#### DATASET ####

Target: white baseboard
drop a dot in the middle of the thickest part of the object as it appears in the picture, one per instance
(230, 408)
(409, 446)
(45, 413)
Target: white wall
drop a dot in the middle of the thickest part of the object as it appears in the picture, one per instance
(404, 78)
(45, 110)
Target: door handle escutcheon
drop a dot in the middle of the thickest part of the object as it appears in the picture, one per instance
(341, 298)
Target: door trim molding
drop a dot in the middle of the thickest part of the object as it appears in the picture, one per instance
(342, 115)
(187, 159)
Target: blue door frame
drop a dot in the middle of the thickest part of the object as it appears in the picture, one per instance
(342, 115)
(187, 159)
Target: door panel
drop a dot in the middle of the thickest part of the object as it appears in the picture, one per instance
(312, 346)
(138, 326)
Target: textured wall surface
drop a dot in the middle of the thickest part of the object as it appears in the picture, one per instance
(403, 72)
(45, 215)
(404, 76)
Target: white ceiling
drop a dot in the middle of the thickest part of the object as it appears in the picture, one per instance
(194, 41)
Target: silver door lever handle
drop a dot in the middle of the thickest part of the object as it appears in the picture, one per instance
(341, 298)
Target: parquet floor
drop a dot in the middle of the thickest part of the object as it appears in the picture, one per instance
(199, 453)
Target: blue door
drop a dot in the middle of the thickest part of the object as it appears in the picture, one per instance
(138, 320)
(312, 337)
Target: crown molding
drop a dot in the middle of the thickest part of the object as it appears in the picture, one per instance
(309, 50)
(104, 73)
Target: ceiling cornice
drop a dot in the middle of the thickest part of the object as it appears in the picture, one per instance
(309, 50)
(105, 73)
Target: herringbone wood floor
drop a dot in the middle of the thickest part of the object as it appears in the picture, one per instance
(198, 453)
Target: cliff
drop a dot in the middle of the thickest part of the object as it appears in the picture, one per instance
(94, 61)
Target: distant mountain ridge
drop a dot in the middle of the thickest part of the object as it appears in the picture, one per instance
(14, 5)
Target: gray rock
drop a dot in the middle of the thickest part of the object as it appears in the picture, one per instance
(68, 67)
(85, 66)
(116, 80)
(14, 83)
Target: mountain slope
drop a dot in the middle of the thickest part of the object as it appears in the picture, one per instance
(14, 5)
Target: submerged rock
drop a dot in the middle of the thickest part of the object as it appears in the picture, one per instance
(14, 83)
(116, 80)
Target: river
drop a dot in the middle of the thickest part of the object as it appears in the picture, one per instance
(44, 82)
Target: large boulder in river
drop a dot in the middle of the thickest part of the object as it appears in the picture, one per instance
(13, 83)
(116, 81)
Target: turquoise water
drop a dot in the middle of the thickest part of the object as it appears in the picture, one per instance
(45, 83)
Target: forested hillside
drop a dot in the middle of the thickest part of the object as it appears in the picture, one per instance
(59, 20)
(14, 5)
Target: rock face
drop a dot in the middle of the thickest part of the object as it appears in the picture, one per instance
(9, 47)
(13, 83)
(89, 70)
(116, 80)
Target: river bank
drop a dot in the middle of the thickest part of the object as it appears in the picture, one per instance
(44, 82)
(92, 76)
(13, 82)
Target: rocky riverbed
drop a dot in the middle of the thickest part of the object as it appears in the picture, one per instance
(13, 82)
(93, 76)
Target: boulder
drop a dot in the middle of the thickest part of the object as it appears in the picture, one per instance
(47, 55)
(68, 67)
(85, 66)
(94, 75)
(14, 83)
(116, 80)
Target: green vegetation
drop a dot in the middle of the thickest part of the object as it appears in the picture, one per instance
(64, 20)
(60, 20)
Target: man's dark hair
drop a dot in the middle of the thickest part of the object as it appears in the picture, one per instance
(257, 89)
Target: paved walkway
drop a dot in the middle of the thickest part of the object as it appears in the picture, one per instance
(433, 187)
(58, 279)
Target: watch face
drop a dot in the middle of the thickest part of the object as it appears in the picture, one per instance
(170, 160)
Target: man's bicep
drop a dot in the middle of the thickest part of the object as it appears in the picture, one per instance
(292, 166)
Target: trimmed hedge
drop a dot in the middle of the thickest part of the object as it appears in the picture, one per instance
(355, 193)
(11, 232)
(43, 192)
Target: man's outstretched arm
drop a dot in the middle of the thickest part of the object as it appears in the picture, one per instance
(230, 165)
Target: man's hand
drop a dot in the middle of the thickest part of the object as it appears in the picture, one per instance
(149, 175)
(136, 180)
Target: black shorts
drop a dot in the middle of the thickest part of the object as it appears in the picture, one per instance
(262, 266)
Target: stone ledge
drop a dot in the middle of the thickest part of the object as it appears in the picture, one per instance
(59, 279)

####

WHAT YOU NEED TO DO:
Please print the records above exactly, leaving nothing out.

WORKED SOLUTION:
Target: white baseboard
drop a dot in the middle of the thickest part of the object as it appears in the picture, one per instance
(230, 408)
(409, 446)
(45, 413)
Target: white wall
drop a dot in the middle of the thickest part of the object as it appears in the picture, one per instance
(404, 78)
(45, 110)
Target: door handle escutcheon
drop a dot in the middle of the thickest part of the object as it appears in the picture, one per instance
(341, 298)
Target: door trim molding
drop a dot in the middle of the thickest part of the object as it appears in the picture, one per instance
(342, 115)
(187, 159)
Target: blue door frame
drop a dot in the middle of the thickest part of the object as it appears in the picture, one per instance
(342, 115)
(187, 159)
Target: door panel
drop a dot in the middle of the thickest part of the object as it appears in the picture, one per instance
(312, 346)
(138, 326)
Target: textured wall surface
drop a dot in the middle of the thickest part of the object as it appears in the picture, one per instance
(403, 72)
(45, 215)
(404, 76)
Target: white ceiling
drop a dot in the middle of the thickest part of the object as it appears in the picture, one per instance
(194, 41)
Target: silver door lever handle
drop a dot in the middle of the thickest part of the object as it appears in the picture, one per instance
(341, 298)
Target: parquet floor
drop a dot in the middle of the thickest part of the object as it appears in the picture, one per instance
(199, 453)
Target: blue door
drop a dot in the middle of the thickest part of the object as it appears in the picture, one per instance
(138, 320)
(312, 337)
Target: crown molding
drop a dot in the middle of the thickest part of the object as it appears in the picture, one per instance
(309, 50)
(104, 73)
Target: ceiling cornice
drop a dot in the middle of the thickest part of the object as it appears in the picture, one per instance
(309, 50)
(105, 73)
Target: herringbone wood floor
drop a dot in the middle of the thickest part of the object as it appears in the picture, one per instance
(198, 453)
Target: cliff
drop a dot in the middle of the thickest part of the object as it appears in the picture, one per instance
(94, 61)
Target: distant mountain ridge
drop a dot in the middle of the thickest part of the object as it appears in the picture, one per instance
(14, 5)
Target: gray rock
drop a dot in the middle of the thickest part of the object as it appears in the picture, one per instance
(68, 67)
(85, 66)
(116, 80)
(14, 83)
Target: mountain slope
drop a dot in the middle of the thickest part of the object as it appears in the picture, one per instance
(14, 5)
Target: submerged rock
drop a dot in the middle of the thickest part of the object as it appears in the picture, one per instance
(14, 83)
(116, 80)
Target: river
drop a dot in the middle of the thickest part of the object as it appears in the picture, one per instance
(44, 82)
Target: large boulder in river
drop a dot in the middle of the thickest part of the object as it appears in the picture, one per instance
(13, 83)
(116, 81)
Target: turquoise water
drop a dot in the middle of the thickest part of the object as it appears in the picture, one per instance
(45, 83)
Target: forested hillside
drop a dot in the middle of the thickest part of the object as it appears in the picture, one per instance
(59, 20)
(14, 5)
Target: rock face
drop a dot in the middle of the thickest part of the object as it appears in the picture, one per instance
(9, 47)
(13, 83)
(89, 70)
(116, 80)
Target: river bank
drop a dot in the middle of the thickest part of the object as it appears in the picture, one per instance
(44, 82)
(92, 76)
(13, 82)
Target: rocky riverbed
drop a dot in the middle of the thickest part of the object as it appears in the picture, one per instance
(13, 82)
(93, 76)
Target: boulder
drop a dot in the middle of the thickest part of the object as it appears in the picture, one per instance
(47, 55)
(68, 67)
(85, 66)
(94, 75)
(14, 83)
(116, 80)
Target: green vegetation
drop a dot in the middle of the thickest part of the object as it appears in the picture, one per instance
(64, 20)
(60, 20)
Target: man's dark hair
drop a dot in the middle of the thickest part of the object as it appears in the picture, one per instance
(257, 89)
Target: paved walkway
drop a dot in the middle of the thickest part of the object as it appears in the picture, one per instance
(433, 187)
(58, 279)
Target: watch face
drop a dot in the middle of the thickest part of the object as it appears in the picture, one per instance
(170, 160)
Target: man's bicep
drop a dot in the middle of the thickest part of the object as it appears in the picture, one per instance
(292, 166)
Target: trimmed hedge
drop a dot in the middle of the thickest part of the object as it appears in the picture, one per instance
(355, 193)
(11, 232)
(43, 192)
Target: man's outstretched arm
drop a dot in the middle of the thickest part of the object as it appears in the picture, one per instance
(230, 165)
Target: man's hand
drop a dot in the middle of the thickest part of the object as it appears in the picture, one per instance
(149, 175)
(136, 180)
Target: black shorts
drop a dot in the middle of the thickest part of the object as it appears in the picture, one per instance
(262, 266)
Target: stone ledge
drop a dot in the middle of the thickest part of the object as it appears in the picture, one per instance
(59, 279)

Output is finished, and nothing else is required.